Goal
Copy out every item below line for line, with no change to any character.

Input data
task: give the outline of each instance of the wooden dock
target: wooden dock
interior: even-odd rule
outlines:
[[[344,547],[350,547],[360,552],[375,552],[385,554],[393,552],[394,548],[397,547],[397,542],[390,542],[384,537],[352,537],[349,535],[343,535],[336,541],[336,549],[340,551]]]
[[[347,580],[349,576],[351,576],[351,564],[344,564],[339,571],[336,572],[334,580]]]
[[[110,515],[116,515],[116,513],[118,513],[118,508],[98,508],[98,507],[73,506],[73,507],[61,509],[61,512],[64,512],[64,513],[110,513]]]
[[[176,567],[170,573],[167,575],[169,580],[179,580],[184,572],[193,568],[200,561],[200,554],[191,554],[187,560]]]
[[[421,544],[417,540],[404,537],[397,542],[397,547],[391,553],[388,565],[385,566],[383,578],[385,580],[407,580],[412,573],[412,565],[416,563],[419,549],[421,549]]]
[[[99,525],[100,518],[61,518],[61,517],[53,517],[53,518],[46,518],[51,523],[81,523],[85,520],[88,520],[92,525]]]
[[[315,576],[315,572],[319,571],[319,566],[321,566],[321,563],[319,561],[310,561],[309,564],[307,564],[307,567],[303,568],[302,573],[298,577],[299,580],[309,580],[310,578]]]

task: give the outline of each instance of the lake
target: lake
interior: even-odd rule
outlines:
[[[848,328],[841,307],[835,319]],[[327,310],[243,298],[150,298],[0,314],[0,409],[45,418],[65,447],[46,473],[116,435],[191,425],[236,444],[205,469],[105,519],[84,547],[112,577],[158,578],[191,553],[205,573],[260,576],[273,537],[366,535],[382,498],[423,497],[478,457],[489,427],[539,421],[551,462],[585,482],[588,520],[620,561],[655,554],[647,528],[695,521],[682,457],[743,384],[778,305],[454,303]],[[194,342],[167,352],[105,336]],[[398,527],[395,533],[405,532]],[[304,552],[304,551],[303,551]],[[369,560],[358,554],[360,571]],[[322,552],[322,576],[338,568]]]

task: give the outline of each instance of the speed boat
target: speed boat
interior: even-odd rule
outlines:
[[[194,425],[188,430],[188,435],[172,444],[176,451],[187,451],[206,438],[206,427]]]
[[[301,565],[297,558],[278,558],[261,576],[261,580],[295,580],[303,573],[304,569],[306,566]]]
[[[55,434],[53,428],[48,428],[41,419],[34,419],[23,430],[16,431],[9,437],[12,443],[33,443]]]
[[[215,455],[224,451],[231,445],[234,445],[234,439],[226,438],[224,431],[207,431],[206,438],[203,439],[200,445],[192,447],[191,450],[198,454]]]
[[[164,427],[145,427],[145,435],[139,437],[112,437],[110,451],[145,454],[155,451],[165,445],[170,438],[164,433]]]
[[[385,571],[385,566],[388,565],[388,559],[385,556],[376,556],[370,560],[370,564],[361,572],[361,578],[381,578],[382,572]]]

Result
task: give the outline of each instance of the wooden dock
target: wooden dock
interior: even-odd rule
outlines:
[[[344,547],[350,547],[360,552],[375,552],[385,554],[393,552],[394,548],[397,547],[397,542],[390,542],[384,537],[352,537],[349,535],[343,535],[336,541],[336,549],[340,551]]]
[[[347,580],[349,576],[351,576],[351,564],[344,564],[339,571],[336,572],[334,580]]]
[[[110,515],[116,515],[116,513],[118,513],[118,508],[98,508],[98,507],[73,506],[73,507],[61,509],[61,512],[64,512],[64,513],[110,513]]]
[[[176,567],[170,573],[167,575],[169,580],[179,580],[184,572],[193,568],[200,561],[200,554],[191,554],[187,560]]]
[[[421,544],[417,540],[404,537],[397,542],[397,547],[391,553],[388,565],[385,566],[383,578],[385,580],[407,580],[412,573],[412,565],[416,563],[419,549],[421,549]]]
[[[99,525],[100,518],[61,518],[61,517],[53,517],[53,518],[46,518],[51,523],[81,523],[85,520],[88,520],[92,525]]]
[[[315,576],[315,572],[319,571],[319,566],[321,566],[321,563],[319,561],[310,561],[309,564],[307,564],[307,567],[303,568],[302,573],[298,577],[299,580],[309,580],[310,578]]]

task: give the outline of each instance of the lake
target: lake
interior: even-odd rule
outlines:
[[[848,328],[841,307],[835,319]],[[327,310],[243,298],[150,298],[0,314],[0,409],[45,418],[65,447],[46,473],[116,435],[191,425],[236,444],[205,469],[105,519],[84,547],[112,577],[158,578],[191,553],[205,573],[260,576],[273,537],[366,535],[382,498],[423,497],[478,457],[489,427],[539,421],[551,462],[585,482],[588,520],[620,561],[655,554],[647,528],[695,521],[682,457],[743,384],[778,305],[454,303]],[[194,342],[167,352],[105,336]],[[398,527],[395,533],[405,532]],[[304,552],[304,551],[303,551]],[[369,560],[358,554],[360,571]],[[322,552],[322,576],[338,568]]]

task: give the outline of each instance of the speed boat
target: speed boat
interior: even-odd rule
outlines:
[[[194,425],[188,430],[188,435],[172,444],[176,451],[187,451],[206,438],[206,427]]]
[[[301,565],[297,558],[278,558],[261,576],[261,580],[295,580],[303,573],[304,569],[306,566]]]
[[[55,434],[53,428],[48,428],[41,419],[34,419],[23,430],[16,431],[9,437],[12,443],[33,443]]]
[[[215,455],[224,451],[231,445],[234,445],[234,439],[226,438],[224,431],[207,431],[206,438],[203,439],[200,445],[192,447],[191,450],[198,454]]]
[[[164,427],[145,427],[145,435],[139,437],[112,437],[110,451],[145,454],[155,451],[165,445],[170,438],[164,433]]]
[[[385,571],[385,566],[388,565],[388,559],[385,556],[376,556],[370,560],[370,564],[361,572],[361,578],[381,578],[382,572]]]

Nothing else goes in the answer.